#### DATA FOR ANALYSIS
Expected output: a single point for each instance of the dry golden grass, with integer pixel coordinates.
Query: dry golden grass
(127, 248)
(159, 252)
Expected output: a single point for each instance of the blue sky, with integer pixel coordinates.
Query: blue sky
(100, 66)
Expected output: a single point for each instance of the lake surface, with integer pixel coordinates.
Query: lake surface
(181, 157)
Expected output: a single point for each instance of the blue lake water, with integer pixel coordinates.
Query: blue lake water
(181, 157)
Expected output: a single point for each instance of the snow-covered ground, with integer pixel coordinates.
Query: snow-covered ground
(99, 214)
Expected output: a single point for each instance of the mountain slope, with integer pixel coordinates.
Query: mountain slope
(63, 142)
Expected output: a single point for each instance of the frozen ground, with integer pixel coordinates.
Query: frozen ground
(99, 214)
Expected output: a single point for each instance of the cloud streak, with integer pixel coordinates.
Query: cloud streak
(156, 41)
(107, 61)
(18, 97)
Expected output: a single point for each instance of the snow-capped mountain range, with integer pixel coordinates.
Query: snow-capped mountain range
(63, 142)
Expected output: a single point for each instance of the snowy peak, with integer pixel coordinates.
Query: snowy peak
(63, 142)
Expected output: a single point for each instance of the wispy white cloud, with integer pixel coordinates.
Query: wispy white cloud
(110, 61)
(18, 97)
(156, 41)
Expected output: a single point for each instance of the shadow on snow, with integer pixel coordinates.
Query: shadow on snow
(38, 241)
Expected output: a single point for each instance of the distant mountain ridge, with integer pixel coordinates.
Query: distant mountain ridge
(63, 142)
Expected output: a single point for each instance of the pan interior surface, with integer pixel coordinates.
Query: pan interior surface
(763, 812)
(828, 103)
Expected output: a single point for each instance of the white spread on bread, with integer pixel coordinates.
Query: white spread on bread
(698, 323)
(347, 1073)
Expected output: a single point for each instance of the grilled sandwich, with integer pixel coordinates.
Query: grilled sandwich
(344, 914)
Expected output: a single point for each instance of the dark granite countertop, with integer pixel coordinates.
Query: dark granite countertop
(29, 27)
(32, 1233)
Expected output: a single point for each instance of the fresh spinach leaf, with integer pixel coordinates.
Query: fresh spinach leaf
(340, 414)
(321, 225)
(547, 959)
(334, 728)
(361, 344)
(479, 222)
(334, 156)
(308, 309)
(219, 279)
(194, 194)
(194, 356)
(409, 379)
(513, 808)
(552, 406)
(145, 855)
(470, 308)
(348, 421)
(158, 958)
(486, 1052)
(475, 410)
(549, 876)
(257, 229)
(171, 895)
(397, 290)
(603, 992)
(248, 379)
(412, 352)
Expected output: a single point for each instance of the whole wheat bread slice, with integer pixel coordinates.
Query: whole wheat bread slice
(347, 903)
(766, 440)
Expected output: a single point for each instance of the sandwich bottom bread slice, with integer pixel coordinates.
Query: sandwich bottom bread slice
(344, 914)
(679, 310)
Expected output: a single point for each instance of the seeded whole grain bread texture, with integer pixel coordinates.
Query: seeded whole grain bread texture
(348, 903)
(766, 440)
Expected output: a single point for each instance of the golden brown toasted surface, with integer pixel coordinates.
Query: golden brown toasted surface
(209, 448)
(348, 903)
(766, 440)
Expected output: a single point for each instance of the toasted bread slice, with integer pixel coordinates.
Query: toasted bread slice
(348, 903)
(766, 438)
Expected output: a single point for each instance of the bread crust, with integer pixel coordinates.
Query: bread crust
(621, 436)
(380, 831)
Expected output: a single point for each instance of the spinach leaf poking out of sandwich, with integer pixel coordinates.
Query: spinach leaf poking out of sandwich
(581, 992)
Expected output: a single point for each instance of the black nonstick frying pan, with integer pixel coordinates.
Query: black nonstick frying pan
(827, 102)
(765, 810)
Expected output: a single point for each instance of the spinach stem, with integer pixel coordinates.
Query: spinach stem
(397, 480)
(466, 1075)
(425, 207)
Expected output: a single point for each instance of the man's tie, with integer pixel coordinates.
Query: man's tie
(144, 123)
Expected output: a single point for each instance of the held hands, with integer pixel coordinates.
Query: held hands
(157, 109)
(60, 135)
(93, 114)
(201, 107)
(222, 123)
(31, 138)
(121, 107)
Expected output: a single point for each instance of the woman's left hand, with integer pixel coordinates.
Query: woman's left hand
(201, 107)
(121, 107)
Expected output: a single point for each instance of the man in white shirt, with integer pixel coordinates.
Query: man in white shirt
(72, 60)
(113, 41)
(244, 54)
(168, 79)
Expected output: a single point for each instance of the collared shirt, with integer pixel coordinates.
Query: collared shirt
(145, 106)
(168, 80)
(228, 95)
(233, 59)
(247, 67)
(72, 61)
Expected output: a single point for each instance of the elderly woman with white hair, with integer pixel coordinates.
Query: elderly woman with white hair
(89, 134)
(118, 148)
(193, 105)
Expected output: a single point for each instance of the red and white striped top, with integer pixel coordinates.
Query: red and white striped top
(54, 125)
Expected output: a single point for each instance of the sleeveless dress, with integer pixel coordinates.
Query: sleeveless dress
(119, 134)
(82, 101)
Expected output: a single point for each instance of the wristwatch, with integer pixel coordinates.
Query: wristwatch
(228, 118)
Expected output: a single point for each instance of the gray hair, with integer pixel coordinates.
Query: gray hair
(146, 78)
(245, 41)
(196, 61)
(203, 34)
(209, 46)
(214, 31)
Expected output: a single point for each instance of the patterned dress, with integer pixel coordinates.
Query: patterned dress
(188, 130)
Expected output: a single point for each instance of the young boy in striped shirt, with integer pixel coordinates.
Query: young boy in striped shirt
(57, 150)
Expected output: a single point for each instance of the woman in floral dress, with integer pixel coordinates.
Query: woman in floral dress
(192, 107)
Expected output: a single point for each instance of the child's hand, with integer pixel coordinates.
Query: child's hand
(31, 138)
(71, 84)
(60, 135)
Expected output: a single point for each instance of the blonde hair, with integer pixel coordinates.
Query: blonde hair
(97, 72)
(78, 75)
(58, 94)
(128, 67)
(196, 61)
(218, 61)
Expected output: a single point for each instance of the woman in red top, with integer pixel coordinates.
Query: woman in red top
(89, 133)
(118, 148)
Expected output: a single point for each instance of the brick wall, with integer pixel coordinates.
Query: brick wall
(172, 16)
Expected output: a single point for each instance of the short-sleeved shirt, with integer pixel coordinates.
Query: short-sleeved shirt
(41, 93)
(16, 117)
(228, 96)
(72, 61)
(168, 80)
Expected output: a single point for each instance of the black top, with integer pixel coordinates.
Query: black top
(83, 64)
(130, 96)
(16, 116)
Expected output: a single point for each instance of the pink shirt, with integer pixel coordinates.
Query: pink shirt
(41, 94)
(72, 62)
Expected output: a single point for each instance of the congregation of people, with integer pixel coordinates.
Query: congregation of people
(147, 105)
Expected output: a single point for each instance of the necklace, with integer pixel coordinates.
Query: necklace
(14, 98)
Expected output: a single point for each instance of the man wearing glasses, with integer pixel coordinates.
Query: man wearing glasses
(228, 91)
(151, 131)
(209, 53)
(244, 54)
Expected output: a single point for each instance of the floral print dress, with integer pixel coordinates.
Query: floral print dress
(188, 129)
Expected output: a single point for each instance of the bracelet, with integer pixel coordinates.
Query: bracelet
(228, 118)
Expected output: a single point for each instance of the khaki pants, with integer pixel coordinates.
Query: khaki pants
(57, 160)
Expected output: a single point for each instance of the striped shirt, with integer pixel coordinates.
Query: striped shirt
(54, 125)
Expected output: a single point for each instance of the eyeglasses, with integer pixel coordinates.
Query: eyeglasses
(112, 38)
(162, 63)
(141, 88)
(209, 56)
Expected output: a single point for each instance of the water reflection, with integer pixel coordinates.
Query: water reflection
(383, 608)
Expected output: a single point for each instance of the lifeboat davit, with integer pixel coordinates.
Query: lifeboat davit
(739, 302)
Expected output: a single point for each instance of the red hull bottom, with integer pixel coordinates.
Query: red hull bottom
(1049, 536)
########
Give back, exactly and with nothing added, the lines from the line containing "Expected output: a single point for each instance of the floral" through the final line of the records above, both of them included.

## [TASK RESULT]
Expected output: a single point for each instance of the floral print dress, with integer pixel coordinates.
Query: floral print dress
(188, 129)
Expected output: a single point for each instance of the bracelet, with integer pixel coordinates.
Query: bracelet
(228, 118)
Expected output: a single point for each instance of the khaki pants, with integer pixel coordinates.
Query: khaki pants
(57, 160)
Expected output: a single point for each instance of the striped shirt, with integer pixel coordinates.
Query: striped shirt
(54, 125)
Expected output: a single point for each instance of the eyeglasses, with integer pixel coordinates.
Query: eyeglasses
(112, 38)
(162, 63)
(141, 88)
(209, 56)
Expected output: a single point for each instance of the water reflection, with integer pixel coordinates.
Query: water reflection
(383, 608)
Expected output: a single point for each instance of the lifeboat davit, with integer pixel coordinates.
Query: lifeboat davit
(739, 302)
Expected output: a single point for each instance of the red hull bottom, with integer pixel coordinates.
Query: red hull bottom
(1049, 536)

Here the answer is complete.